> **Opdracht 1**: Neem uit de geciteerde passage over dialectonderzoek letterlijk het stuk over van "Richten: Het vertrekpunt" tot en met "opleiding) hierin spelen.", beide grenzen inbegrepen.
> **Opdracht 2**: Welke aflevering van het Woordenboek van de Vlaamse Dialecten was volgens de geciteerde passage het vertrekpunt van het onderzoek?

> **Geciteerde passage**:
========================================================================
Richten: Het vertrekpunt van het onderzoek was de aflevering School en kinderspelen van het Woordenboek van de Vlaamse Dialecten. Dit onderzoek wilde hieraan nog een sociolinguïstische dimensie aan toevoegen. Er werden reeds onderzoeken gedaan naar dit onderwerp maar zeer lokaal en nooit in een grotere regio. Dit onderzoek wilde hier verder op bouwen. Via dit onderzoek wou men te weten komen hoe het zit met de dialectkennis en het dialectgebruik in verschillende regio's in West-Vlaanderen en Oost-Vlaanderen. Daarnaast wou men ook weten welke rol sociale variabelen (leeftijd, geslacht, opleiding) hierin spelen.
========================================================================
> **Gegevensuittreksel**:
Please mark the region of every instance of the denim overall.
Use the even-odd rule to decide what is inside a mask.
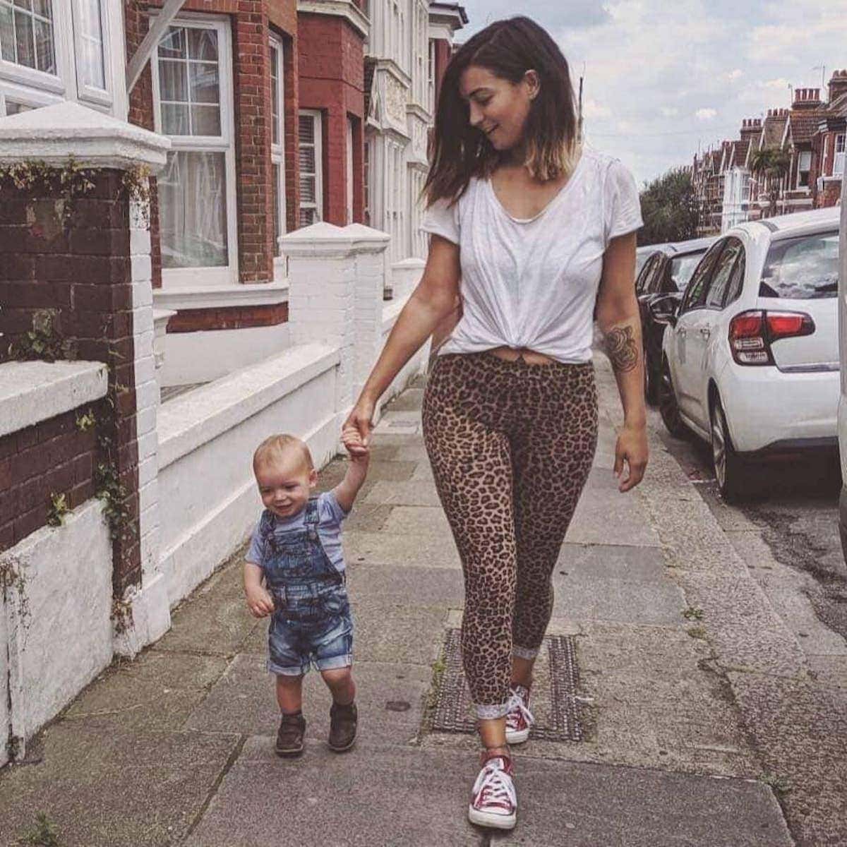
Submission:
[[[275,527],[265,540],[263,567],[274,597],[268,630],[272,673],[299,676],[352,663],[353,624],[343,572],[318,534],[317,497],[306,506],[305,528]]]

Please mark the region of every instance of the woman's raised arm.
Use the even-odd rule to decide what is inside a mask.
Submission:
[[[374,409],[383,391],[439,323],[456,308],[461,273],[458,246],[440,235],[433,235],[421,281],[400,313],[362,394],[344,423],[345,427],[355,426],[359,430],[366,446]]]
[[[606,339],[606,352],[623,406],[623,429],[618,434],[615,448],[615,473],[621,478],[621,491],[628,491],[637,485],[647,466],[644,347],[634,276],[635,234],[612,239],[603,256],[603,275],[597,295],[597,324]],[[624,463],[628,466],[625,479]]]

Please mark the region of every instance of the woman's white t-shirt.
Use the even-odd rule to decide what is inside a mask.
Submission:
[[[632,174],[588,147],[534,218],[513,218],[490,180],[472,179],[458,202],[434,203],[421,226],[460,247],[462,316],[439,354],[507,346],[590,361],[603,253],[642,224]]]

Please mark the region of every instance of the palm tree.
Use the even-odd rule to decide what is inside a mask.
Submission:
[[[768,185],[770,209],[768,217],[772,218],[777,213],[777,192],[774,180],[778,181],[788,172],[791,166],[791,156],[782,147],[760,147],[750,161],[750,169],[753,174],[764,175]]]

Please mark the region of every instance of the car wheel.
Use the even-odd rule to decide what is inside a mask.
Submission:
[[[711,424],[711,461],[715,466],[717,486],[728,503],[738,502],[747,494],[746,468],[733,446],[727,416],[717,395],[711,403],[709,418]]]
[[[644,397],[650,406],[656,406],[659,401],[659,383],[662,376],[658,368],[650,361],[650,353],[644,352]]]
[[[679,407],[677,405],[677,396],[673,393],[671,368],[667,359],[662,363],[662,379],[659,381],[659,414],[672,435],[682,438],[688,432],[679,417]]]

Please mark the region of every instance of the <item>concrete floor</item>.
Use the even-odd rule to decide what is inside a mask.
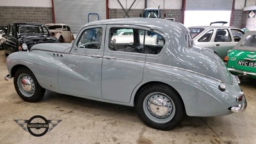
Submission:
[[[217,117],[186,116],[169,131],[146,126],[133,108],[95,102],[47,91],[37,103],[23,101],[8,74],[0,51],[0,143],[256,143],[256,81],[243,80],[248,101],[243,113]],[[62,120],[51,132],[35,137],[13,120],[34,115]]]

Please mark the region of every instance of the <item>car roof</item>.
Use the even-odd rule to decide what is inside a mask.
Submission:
========================================================================
> **Oplossing 1**:
Richten: Het vertrekpunt van het onderzoek was de aflevering School en kinderspelen van het Woordenboek van de Vlaamse Dialecten. Dit onderzoek wilde hieraan nog een sociolinguïstische dimensie aan toevoegen. Er werden reeds onderzoeken gedaan naar dit onderwerp maar zeer lokaal en nooit in een grotere regio. Dit onderzoek wilde hier verder op bouwen. Via dit onderzoek wou men te weten komen hoe het zit met de dialectkennis en het dialectgebruik in verschillende regio's in West-Vlaanderen en Oost-Vlaanderen. Daarnaast wou men ook weten welke rol sociale variabelen (leeftijd, geslacht, opleiding) hierin spelen.

> **Oplossing 2**: De aflevering School en kinderspelen.